» Excerpted passage:
[BEGIN]

Thereafter Mr Lippe and his firm set to, to carry out the work to
have the land zoned for residential development, by attending meetings and
engaging in correspondence with the Planning Authorities. After approximately 18 months of such
activity, the land was zoned for residential development. In addition to seeking to have the land zoned
for residential purposes in the Local Plan, Mr Lippe and his firm made a
planning application in relation to the land which was in accordance with the
previous Local Plan. By doing so Mr Lippe
said they were attempting to have a precedent set in obtaining permission for
residential development on the site. A
significant amount of work, the witness said, was done in relation to that
planning application. In due course, the
Planning Authority, in about October 2003, indicated that consent could be
granted subject to planning gain issues being resolved and a section 75
agreement being concluded. Mr Lippe
and his firm kept the defender informed throughout as to the work they were
doing on his behalf and copied relevant correspondence to him. They requested cheques from him for payment
of Planning Authority fees.
[7] Mr Lippe
said that he and his firm did an appraisal for the defender for the cost of
developing the site and the value of serviced plots on a plan produced relating
to that appraisal. The witness said the
sixteenth plot on that plan was the one he had identified as the plot he wanted
to obtain in lieu of fees for the work carried out on behalf of the defender. The witness had already accepted, in
evidence, that the development as envisaged in the plan accompanying the letter
of 18 January was not proceeded with.
[8] Mr Lippe
and the defender had a meeting in mid-2003, which was attended by a
Mr Moir, a local builder who it was envisaged, at that time, might carry
out the building work required for constructing the housing on the land on
behalf of the defender. Mr Lippe,
in evidence, said that at that meeting his interest in acquiring plot 16
was raised and the defender said that because of the way in which land prices
had increased, there would require to be paid to him a "top-up sum" by
Mr Lippe to acquire that plot.
Mr Lippe said that he did not dispute this, but that there was no
agreement at the meeting as to the amount of any top-up payment. He explained that, at the date of his letter
of 18 January 2000,
3.8% of the sale price of the land as a whole and the value of plot No.45
referred to in that letter, would have been equivalent. At the time of the meeting, however, 3.8% of
the sale price of the land, as a whole, would have been less than the value of
plot 16.

[END]

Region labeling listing
[BEGIN]

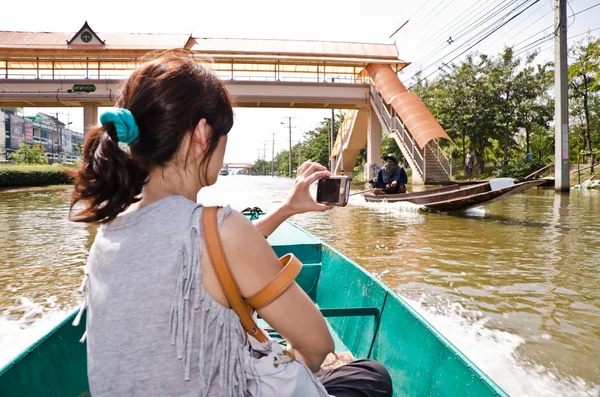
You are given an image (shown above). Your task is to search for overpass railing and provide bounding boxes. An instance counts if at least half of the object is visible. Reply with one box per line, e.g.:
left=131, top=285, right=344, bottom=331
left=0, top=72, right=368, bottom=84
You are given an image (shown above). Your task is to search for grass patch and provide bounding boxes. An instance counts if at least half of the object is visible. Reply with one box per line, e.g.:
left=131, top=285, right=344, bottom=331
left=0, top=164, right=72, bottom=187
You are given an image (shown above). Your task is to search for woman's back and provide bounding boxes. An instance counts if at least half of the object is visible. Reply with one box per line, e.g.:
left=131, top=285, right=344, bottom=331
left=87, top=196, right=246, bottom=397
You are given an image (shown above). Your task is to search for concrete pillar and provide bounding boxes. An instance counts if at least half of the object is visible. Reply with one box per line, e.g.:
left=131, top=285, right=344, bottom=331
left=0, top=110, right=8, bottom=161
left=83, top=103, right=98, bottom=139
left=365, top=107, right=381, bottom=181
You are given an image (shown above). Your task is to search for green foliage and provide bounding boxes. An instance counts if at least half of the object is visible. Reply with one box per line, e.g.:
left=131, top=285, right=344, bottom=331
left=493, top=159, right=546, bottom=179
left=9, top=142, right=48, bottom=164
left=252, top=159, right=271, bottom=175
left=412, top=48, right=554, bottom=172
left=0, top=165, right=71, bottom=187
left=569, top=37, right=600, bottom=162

[END]

» Task details:
Write what comes next in the court account of Mr Lippe's planning work for the defender, picking up right after its last sentence.

» Expected output:
[9] In
the event, the defender decided against developing the land himself, but
instead sold it, in 2003, to a company known as Bancon Homes, who were existing
clients of Mr Lippe's firm. Bancon
Homes asked Mr Lippe to quote for the provision of architectural services
regarding the design of actual houses to be built on the site, together with
associated services, such as acquiring building warrants. The land, by that time had been zoned for
residential purposes, but no actual planning permission had yet been granted in
respect of the site. Mr Lippe's
evidence was that at the time of the sale of the land he invoiced the defender
for payment of 3.8% of the price the defender had received on the sale of the
land.
[10] The planning application required to be modified. Mr Lippe's firm provided Bancon Homes
with a quotation for the services they would provide them with. It is to be found as No.14 of the joint
bundle of documents and is dated 15
June 2004. The total charges
proposed to be made amounted to approximately £30,000. Mr Lippe, in evidence, stressed that
nothing itemised in No.14 covered work already done regarding the development
project, on behalf of the defender.
Ultimately Mr Lippe and Bancon Homes agreed that the fees and
charges to be paid to Mr Lippe's firm for services to be provided to
Bancon Homes would be capped at £33,660.
On 10 March 2005
(No.22 of the joint bundle) Mr Lippe wrote to the defender seeking payment
of the sums he was claiming in respect of services rendered to the
defender. Mr Lippe, in evidence,
said that the defender expressed the opinion that Bancon Homes were now
responsible for any such fees and charges, but gave him no explanation as to
why he thought this could be so. The
witness accepted that had he charged the defender for the work carried out on
the defender's behalf on an hourly rate basis, the total sum due by the
defender would have been in the region of £16,000.
[11] When the defender had sold the land to Bancon Homes, he had
retained for himself the eighteenth plot on the site. Although Mr Beattie, a director of
Bancon Homes, who gave evidence at the proof, had tried to compensate
Mr Lippe's firm, to some extent, for the work carried out prior to
purchase of the land by Bancon Homes, Mr Lippe emphasised that he never
agreed that any payment made by Bancon Homes was, to any extent, in substitution
for payment due by the defender.
Mr Lippe advised the court that the defender had paid the invoice
of the engineers employed on the project for work done prior to the sale of the
land by the defender. Those engineers
were engaged by Bancon Homes to continue work on the project. In their case Bancon Homes did, in due
course, pay the sums due to the engineers, in question, by the defender, and a
credit note was issued by the engineers to the defender for those sums (No.25
of the joint bundle). That position was
to be contrasted with the position obtaining as between the defender and
Mr Lippe, where the defender had never paid Mr Lippe's firm anything
and there was no agreement that Bancon Homes should take over his liability to
pay the firm. Mr Lippe informed the
court that, with the passage of time, he acquired a plot of land in Inverurie
upon which to build a house. He was,
accordingly, no longer primarily interested in obtaining a plot on the site at
Upperboat Farm. This was why he was now
suing for payment of money.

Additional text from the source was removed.